• Directions for this task:
Exactly repeat all the records below, omitting the images they hold.

** BEGIN **

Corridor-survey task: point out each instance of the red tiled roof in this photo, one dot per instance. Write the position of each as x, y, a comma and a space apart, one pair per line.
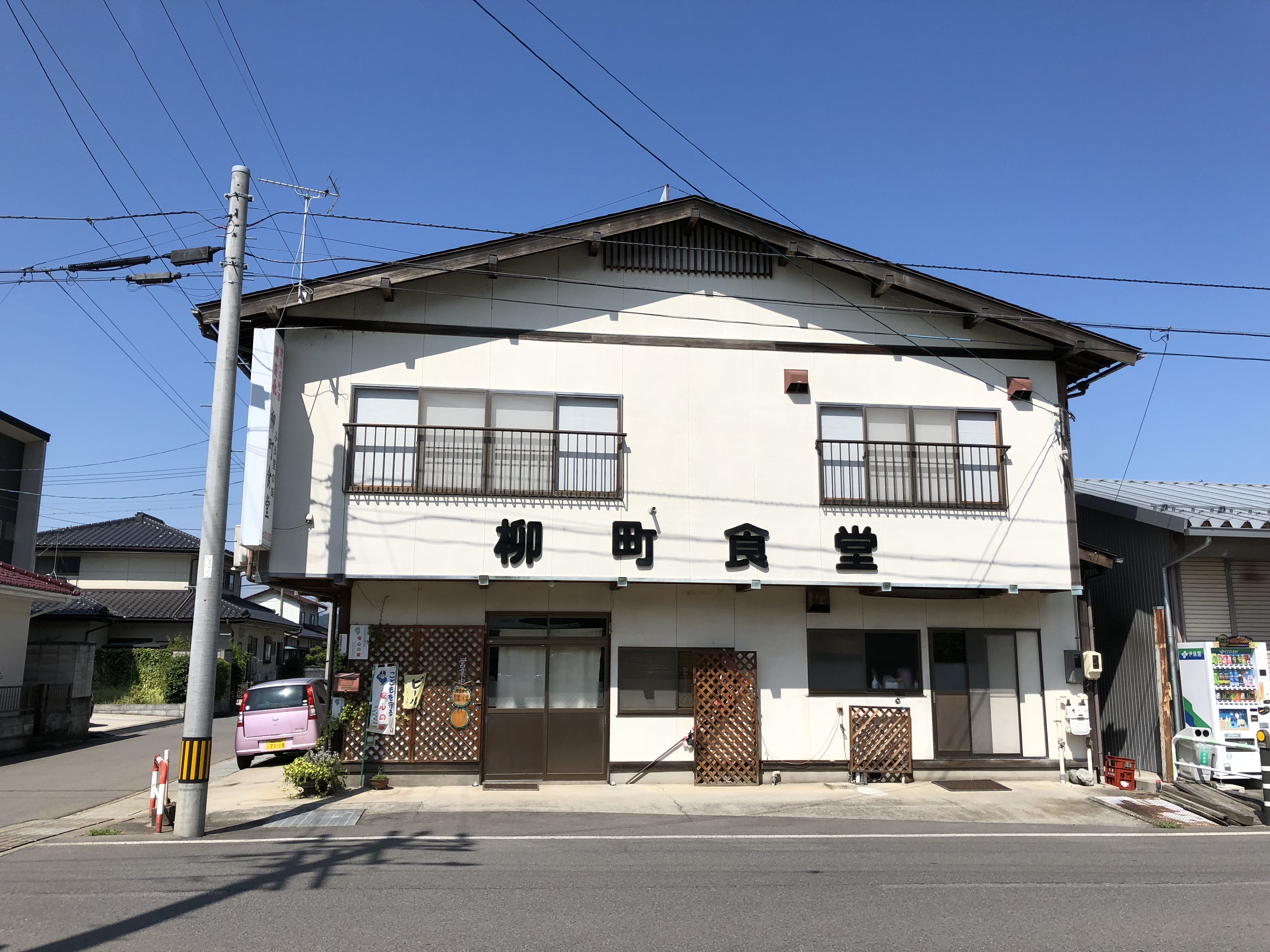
22, 579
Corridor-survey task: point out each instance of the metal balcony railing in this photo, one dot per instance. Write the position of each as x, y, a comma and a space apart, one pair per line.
912, 475
482, 461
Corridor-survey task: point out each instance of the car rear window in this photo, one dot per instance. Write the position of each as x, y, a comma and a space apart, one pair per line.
271, 699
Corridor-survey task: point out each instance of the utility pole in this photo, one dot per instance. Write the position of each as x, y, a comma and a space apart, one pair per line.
196, 745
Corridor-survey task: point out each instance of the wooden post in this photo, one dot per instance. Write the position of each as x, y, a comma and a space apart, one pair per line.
1166, 699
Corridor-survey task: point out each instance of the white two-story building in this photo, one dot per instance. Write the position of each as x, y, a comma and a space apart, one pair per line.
679, 468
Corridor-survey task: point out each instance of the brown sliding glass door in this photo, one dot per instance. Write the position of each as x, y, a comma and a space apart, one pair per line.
546, 699
976, 688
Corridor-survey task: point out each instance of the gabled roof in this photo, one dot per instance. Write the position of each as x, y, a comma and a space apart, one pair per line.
1191, 508
1084, 354
14, 578
164, 606
135, 534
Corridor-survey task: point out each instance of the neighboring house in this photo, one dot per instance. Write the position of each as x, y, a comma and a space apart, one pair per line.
1194, 565
295, 607
136, 577
28, 704
672, 469
22, 479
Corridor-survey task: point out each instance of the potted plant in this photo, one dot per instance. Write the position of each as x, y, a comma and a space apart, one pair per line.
317, 772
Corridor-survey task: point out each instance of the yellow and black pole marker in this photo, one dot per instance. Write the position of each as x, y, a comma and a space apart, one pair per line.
196, 760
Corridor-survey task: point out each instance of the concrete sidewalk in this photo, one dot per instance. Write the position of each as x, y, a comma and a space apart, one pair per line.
257, 792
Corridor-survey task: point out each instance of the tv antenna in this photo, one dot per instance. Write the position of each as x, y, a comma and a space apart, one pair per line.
309, 195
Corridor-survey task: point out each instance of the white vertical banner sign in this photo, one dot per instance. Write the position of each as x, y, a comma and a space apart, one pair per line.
261, 466
384, 700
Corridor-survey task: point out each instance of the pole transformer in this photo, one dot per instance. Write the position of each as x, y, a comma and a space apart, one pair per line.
196, 745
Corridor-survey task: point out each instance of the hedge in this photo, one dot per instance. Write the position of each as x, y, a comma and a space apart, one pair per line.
148, 676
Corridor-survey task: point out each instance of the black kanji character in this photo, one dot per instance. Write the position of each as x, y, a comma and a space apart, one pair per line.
856, 547
747, 545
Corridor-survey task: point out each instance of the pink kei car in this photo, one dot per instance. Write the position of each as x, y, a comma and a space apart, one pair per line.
281, 715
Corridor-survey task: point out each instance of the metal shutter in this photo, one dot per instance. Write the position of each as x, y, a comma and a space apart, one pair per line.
1251, 583
1206, 607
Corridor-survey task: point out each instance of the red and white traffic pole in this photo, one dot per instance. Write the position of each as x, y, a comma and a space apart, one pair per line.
154, 786
162, 792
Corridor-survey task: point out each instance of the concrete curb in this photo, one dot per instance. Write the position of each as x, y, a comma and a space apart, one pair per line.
145, 710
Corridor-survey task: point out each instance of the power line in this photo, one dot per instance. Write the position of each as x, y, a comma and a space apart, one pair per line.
668, 125
1142, 422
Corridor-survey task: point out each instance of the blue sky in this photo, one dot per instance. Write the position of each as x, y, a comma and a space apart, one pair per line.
1090, 139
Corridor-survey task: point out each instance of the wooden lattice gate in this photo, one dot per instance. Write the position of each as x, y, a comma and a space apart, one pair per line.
449, 657
726, 718
882, 740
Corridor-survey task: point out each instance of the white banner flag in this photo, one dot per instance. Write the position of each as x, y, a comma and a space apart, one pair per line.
261, 457
384, 700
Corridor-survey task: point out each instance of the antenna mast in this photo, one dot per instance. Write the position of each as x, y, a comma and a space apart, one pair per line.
309, 195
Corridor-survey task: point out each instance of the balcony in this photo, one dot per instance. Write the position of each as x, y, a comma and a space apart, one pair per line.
912, 475
482, 461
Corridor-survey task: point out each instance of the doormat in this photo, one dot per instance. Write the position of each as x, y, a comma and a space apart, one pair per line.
1155, 810
318, 818
970, 786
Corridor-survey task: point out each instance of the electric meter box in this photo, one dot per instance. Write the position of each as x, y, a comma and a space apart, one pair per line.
1222, 694
1079, 717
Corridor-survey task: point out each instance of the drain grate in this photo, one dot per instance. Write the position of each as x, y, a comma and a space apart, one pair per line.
970, 786
318, 818
1156, 810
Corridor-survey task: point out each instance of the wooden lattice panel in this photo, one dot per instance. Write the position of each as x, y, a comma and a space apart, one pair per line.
726, 718
448, 655
882, 740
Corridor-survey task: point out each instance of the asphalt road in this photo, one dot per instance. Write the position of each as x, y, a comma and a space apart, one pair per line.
626, 887
51, 784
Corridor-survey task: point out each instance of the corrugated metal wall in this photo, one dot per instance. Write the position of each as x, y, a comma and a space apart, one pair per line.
1123, 601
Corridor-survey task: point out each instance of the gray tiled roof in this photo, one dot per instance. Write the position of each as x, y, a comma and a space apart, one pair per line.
164, 605
1196, 506
140, 531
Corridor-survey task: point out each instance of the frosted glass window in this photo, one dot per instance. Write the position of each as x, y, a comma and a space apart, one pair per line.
518, 677
523, 412
888, 424
388, 407
843, 423
981, 465
385, 445
453, 408
587, 459
576, 677
934, 427
844, 462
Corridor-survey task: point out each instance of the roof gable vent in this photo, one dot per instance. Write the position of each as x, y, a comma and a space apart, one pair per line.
689, 247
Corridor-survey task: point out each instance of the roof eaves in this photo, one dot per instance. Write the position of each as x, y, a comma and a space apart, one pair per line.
1068, 339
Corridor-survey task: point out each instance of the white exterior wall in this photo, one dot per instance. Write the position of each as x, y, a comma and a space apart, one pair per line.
713, 440
771, 621
133, 570
14, 626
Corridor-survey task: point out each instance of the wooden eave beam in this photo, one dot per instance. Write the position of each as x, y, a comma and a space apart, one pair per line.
876, 272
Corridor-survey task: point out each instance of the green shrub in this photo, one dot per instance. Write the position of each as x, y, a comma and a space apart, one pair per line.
318, 767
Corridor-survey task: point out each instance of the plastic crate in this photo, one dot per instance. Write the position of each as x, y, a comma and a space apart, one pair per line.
1119, 772
1122, 780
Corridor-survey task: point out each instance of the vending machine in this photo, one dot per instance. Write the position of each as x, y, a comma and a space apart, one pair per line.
1223, 690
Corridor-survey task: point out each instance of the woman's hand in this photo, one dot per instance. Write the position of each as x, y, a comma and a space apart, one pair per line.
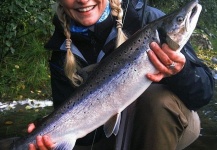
167, 61
42, 142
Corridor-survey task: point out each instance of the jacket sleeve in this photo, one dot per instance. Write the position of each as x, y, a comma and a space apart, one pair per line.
194, 85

** END **

• Complete response:
Corridor-survey task: point out each instance of the red tiled roof in this photo, one dot per instance. Write the position of each as x, y, a comma and a space apart, one pair per line.
22, 579
Corridor-survey task: point out each instance of the metal balcony railing in this photo, one dot per instance. Write the position of each as x, y, a comma and a space apart, one pair per line.
912, 475
482, 461
Corridor-survey task: point out each instance of the car rear window in this photo, one dot per instance. Write the position of each as x, y, a comma and a space apart, one pair per line.
271, 699
Corridor-survey task: point out each instance of the utility pole in this photo, one dot per instance. Write the position of each as x, y, a comma and a space apart, one pair per line.
196, 745
Corridor-survey task: point out each instance of the wooden post in this photo, one dot per instance. Write the position of each as x, y, a comma and a space apart, one pair per line.
1166, 699
Corridor-survey task: point out each instance of the white two-story building in this photo, one dot per instance. Write the position of each as x, y, a comma and a space apart, one pair per line.
679, 468
Corridor-survey task: point out each instance of the brown sliding glass door in this photo, one dot per instance. Write the position of each as x, y, a comma and a space apart, one pair per line.
546, 699
976, 688
Corridor-survey task: point out each instance of the gabled roof in this photo, one dot per instance. Write the position of each as x, y, a comma and a space apart, one pair per line.
1191, 508
1084, 354
14, 578
164, 606
135, 534
Corridor-survey task: point out each instance of the neighboring house in this photo, one dot per instance. Write the position of each as x, y, a comma and a space apart, one pair per line.
1194, 565
295, 607
136, 577
28, 704
672, 469
22, 479
Corridor-survey task: point out each instance of the potted plant in this photo, one dot per instance. Write the position of each as x, y, a comma and a space apart, one pair per line.
317, 772
Corridor-survey task: point out each instance of the yellow and black pole marker in this photo, one dot per instance. Write the position of each as x, y, a comma and a space apart, one pair per line.
196, 760
Corridor-survey task: point out each instance of the concrete sidewalk in this photo, one dot per instance. Write the position of each as x, y, a comma and a space apart, one pair per line.
257, 792
Corridor-survey task: point out each instance of the tv antenna in this photo, one dot per instance. Write the position of each as x, y, a comma and a space apart, one pair per line.
309, 195
Corridor-survey task: point out each instance of the white vertical banner sign in this photo, one dot per instance. Write the position of each as x, y, a comma and a space apart, one pair per line.
261, 466
384, 700
Corridor-survey task: point out each instance of the pole transformer in this photo, one dot per instance. Write the position of each as x, y, a comma and a space apart, one pair per line.
196, 745
Corridor-survey task: point out each instance of the hedge in this photo, one dot per instance. Write the position of each as x, y, a comma and a space apart, one pair per line.
148, 676
Corridor-survey task: point out each instance of the black kanji character in this photo, one dot per instance. Write the position of each as x, y, a comma and a space apart, one pair per line.
856, 547
747, 545
Corridor-survey task: point out each instance of the pink kei car in this photo, one dot per instance. Write the position of each as x, y, a comma and a space apart, one pair per line.
281, 715
Corridor-survey task: point out each instance of the metal shutter in this photo, one dot per instance. Write the position of each as x, y, a comma and a space apart, one pair per line.
1251, 583
1206, 607
Corridor-survey task: point out each instance of the red and white traffic pole in this photo, one dot per instance. Write the position of each as x, y, a comma and a space apart, one pair per line.
154, 786
162, 792
Corridor-survey task: point out each instance of the concrete curb in this photo, one dot per instance. Write the position of each as x, y, a comma and a space apart, one pair per line.
145, 710
Corridor-survey task: point out each instance of the power line in this photo, one dot per instance. Write the position of each as x, y, a comma and a space apart, one pair per line.
668, 125
1142, 422
Corridor-survey task: point out each instance of the blue sky in this photo, one dot per instance. Write the position of each as x, y, a comma and a space apart, one pair per line.
1090, 139
Corridor-survey task: point out each instance of the wooden lattice gate in this photo, one dot per instance. Write the position of each as x, y, a comma and a space apart, one pair per line.
449, 657
726, 718
882, 740
Corridor-survey task: point out each instance of the white banner flag in this photo, one dot per instance. Write the position of each as x, y, a comma and a space apart, one pair per line.
261, 457
384, 700
Corridor-survey task: point out each instance of the antenna mast in this photo, one dot per instance. Write the position of each as x, y, a comma and a space apart, one pair per line.
309, 195
Corridor-survey task: point out each instance of the balcony in this photo, one dot per instance. Write the position of each as x, y, a comma and a space apart, one pair per line.
912, 475
482, 461
Corridor-survey task: point out each instance of the doormat in this photo, one dot per instance. Write the position of each as x, y, a comma and a space apart, one pair per line.
1155, 810
318, 818
970, 786
Corridor-survey task: point out each instance of the electric meter box in this photo, one dot per instance. Write the position of each as x, y, a comma and a space apart, one pair per line.
1222, 694
1079, 717
Corridor-survey task: point out each instance of the drain grate in this photo, one dot per instance. Write the position of each as x, y, a comma and a space apart, one pair per line.
970, 786
318, 818
1156, 810
Corridor-survey task: point out each instance of the wooden lattice panel in this photo, one dot per instance. Write the position of each as x, y, a comma and a space apart, one pair per line.
726, 718
448, 655
882, 740
Corridor-survey task: point out each instance of the asphalt road in this photo, one dot per instance. Write the position of each as x, y, a comma and a space apart, one pair per line.
626, 887
51, 784
Corridor-survey task: point out each instance of the corrugated metal wall in this photo, one dot per instance. Write the position of each as x, y, a comma and a space apart, one pair per line.
1123, 601
Corridor-survey task: point out each instance of the gray tiled roof in this photo, one dot per instance. Write the position of each as x, y, a comma and a space apart, one pair per line.
164, 605
1196, 506
140, 531
Corridor-survey task: point out each instance of the frosted glass window in this photo, one dot per instance. Write the position of each as x, y, a comma and a space apart, one pair per line.
518, 677
523, 412
888, 424
388, 407
843, 423
981, 465
385, 445
453, 408
587, 459
576, 677
934, 427
844, 462
Corridor-survey task: point out each instance of the roof gable vent in this photo, one dot per instance. Write the position of each as x, y, a comma and a space apart, one pair per line.
689, 247
Corridor-survey task: point out each instance of the roof eaves in this photo, one dot per instance. Write the position of each as x, y, a comma and a space apart, one pair per line.
1068, 339
Corridor-survey task: point out each instance of the white exterior wall in this photo, one dot per instance. Write the position of each as x, y, a comma and a space apart, one pair per line.
713, 440
771, 621
133, 570
14, 626
Corridor-survey task: point out each instance of the wooden eave beam in this photo, one dot per instance. Write the position of each as x, y, a comma and a space apart, one pair per line.
876, 272
Corridor-survey task: point out each instance of the green shrub in this photo, one dot per instance. Write the position of each as x, y, a comma and a space apart, one pair per line.
318, 767
Corridor-survey task: point out each instance of the plastic crate in this photo, one dot per instance. Write the position of each as x, y, a comma and a space apart, one pair per line.
1119, 772
1122, 780
Corridor-survey task: point out each instance of the vending machine in this photo, one dot per instance. Write the position of each as x, y, a comma and a space apart, one pair per line.
1223, 690
Corridor-survey task: point out each instance of the woman's hand in this photo, one dot per instance. Write the position of each as x, y, a comma and a space apart, one pair per line.
167, 61
42, 142
Corridor-survey task: point out each instance of the jacket sleeve in this photo, one dot per instance. Write the position of each as x, y, a comma and a space apart, one pair per line.
194, 85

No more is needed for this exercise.